[crônica] O sol sobre o corpo de minha vó

Texto de Fabiana Pedroni

“Quando o cubo chegou em casa, eu sabia que, dali pra frente, tudo escorreria para o lado errado.”

Esse foi o começo de um conto não escrito. Não sei bem o que essa imagem significava, mas, desde que escrevi, as palavras escorreram para o lado errado. Depois desse começo de texto de meses atrás, só sei que eu não escrevi mais. Eu produzi, sim, uma tese de doutorado. Mas, escrever, sem prazo, sem obrigação profissional, não. Primeiro, veio a estafa mental, após a escrita da tese. Depois, cresceu a sobrecarga emocional dentro de um corpo já espatifado.

Era de se esperar que a imagem romântica do escritor que encontra inspiração no sofrimento fosse mais uma grande bobagem. A dor pode ser um ponto de partida poético, uma observação do mundo, mas, não se escreve enquanto se sente dor. Algumas pessoas até conseguem fazer isso bêbadas, anestesiadas, entupidas de alucinação ou todas as opções. Eu não funciono desse jeito.

Sujeito sentado com dor na lombar não escreve nem um “ai” de interjeição na folha, imagine escrever enquanto a fisgada é na alma.

E eu tentei.

::::::

# [TAREFA 1]
Responda com base na crônica:
(a) Que trabalho acadêmico o texto afirma ter sido produzido depois do começo do conto não escrito?
(b) O que veio primeiro, após a escrita da tese?
(c) Em que estados, segundo o texto, algumas pessoas até conseguem escrever com dor?
# [TAREFA 2]
Atualize a crônica entre "Esse foi o começo" e "funciono desse jeito.", inclusive. Reescreva esse trecho trocando "tese" por "dissertação".
# [TAREFA 3]
Leve adiante a crônica sobre escrever em meio à dor, começando logo depois da última frase apresentada.

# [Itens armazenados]
::::::

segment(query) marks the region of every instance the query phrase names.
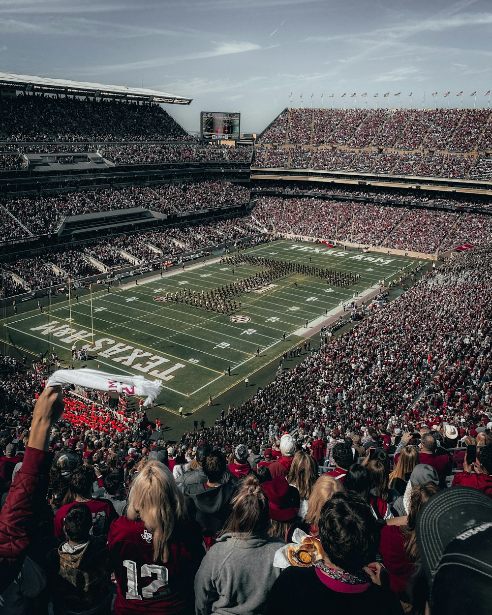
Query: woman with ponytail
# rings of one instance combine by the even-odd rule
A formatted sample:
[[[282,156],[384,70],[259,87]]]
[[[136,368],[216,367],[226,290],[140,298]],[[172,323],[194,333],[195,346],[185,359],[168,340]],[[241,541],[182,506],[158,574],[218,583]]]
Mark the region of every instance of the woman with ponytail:
[[[117,584],[115,615],[193,613],[193,579],[205,549],[164,464],[149,461],[137,474],[127,514],[111,525],[108,546]]]
[[[268,499],[255,476],[242,480],[231,503],[231,516],[195,577],[196,615],[262,613],[280,573],[273,558],[285,543],[268,536]]]

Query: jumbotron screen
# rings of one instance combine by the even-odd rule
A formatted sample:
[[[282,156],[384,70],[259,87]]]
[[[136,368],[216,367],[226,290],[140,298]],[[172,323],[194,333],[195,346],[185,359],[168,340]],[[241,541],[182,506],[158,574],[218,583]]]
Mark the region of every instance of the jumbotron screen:
[[[239,138],[240,113],[202,111],[200,138],[202,141],[236,141]]]

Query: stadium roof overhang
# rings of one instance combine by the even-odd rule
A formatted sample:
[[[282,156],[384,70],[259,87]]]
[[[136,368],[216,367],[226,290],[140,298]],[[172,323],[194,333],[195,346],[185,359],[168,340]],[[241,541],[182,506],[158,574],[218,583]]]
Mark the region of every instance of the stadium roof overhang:
[[[0,73],[0,89],[4,88],[15,88],[16,90],[39,93],[90,96],[97,98],[117,98],[142,102],[165,103],[168,105],[189,105],[192,100],[191,98],[175,96],[165,92],[148,90],[145,87],[108,85],[101,83]]]

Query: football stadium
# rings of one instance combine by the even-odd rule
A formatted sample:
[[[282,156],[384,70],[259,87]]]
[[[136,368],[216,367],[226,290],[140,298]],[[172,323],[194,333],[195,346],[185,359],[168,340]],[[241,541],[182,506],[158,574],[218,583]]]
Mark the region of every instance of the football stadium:
[[[57,74],[0,73],[0,611],[490,613],[487,84]]]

::::::

# [RESPOSTA 1]
(a) Uma tese de doutorado.
(b) A estafa mental.
(c) Bêbadas, anestesiadas, entupidas de alucinação ou todas as opções.

# [RESPOSTA 2]
Esse foi o começo de um conto não escrito. Não sei bem o que essa imagem significava, mas, desde que escrevi, as palavras escorreram para o lado errado. Depois desse começo de texto de meses atrás, só sei que eu não escrevi mais. Eu produzi, sim, uma dissertação de doutorado. Mas, escrever, sem prazo, sem obrigação profissional, não. Primeiro, veio a estafa mental, após a escrita da dissertação. Depois, cresceu a sobrecarga emocional dentro de um corpo já espatifado.

Era de se esperar que a imagem romântica do escritor que encontra inspiração no sofrimento fosse mais uma grande bobagem. A dor pode ser um ponto de partida poético, uma observação do mundo, mas, não se escreve enquanto se sente dor. Algumas pessoas até conseguem fazer isso bêbadas, anestesiadas, entupidas de alucinação ou todas as opções. Eu não funciono desse jeito.

# [RESPOSTA 3]
Em um dia de saudades de minha avó, falecida há pouco mais de um mês, peguei a caneta. Suspirei. Forcei uma desapertada no coração pra ver se pingava uma palavra. Nada. Quando o aperto é muito forte, o sangue não circula e as ideias ainda menos. A ponta da caneta sequer encostou no papel.

Semanas depois, liguei o computador para acrescentar uma nova linha à dedicatória do livro.

“Dedico esta escrita aos pequenos encantos cotidianos

E ao calor das mãos de minha avó Nita”

Paisagem de interior. Fabiana Pedroni. Ilustração.

Paisagem de interior. Fabiana Pedroni, 2023. Ilustração de interior de cozinha com fogão à lenha ao centro, mulher de vestido e cabelos longos de pé, com o pé direito apoiado no joelho da perna esquerda, de frente para o fogão e de costas para quem observa, com janela verde aberta sobre pia à esquerda, madeiras de teto baixo acima, prateleira com potes coloridos à direita e chão avermelhado.

Meus pés sempre foram muito gelados. As mãos de minha avó eram quentinhas.

— Por que a mão dela está tão gelada? — perguntou uma criança diante de minha avó, gelada dentro do caixão. Eu ri. Tenho certeza de que ela também.

Sempre existiu uma tal briga de temperaturas lá em casa. Eu me encolhia para dormir e ela me soterrava de cobertores. Minha avó dizia que gente dorme esticada, não deve dormir que nem bicho enrolado. Eu me sacudia, tirava a pilha pesada de panos e lá vinha a vó Nita de novo, ficar nos meus pés, rezando um terço pela minha alma de bicho acuado.

Tantas vezes eu fingi dormir, só pra não espantar aquele cuidado. E da despedida é que mais sinto falta.

— Dorme com Deus, Binha, aqui ninguém passa frio.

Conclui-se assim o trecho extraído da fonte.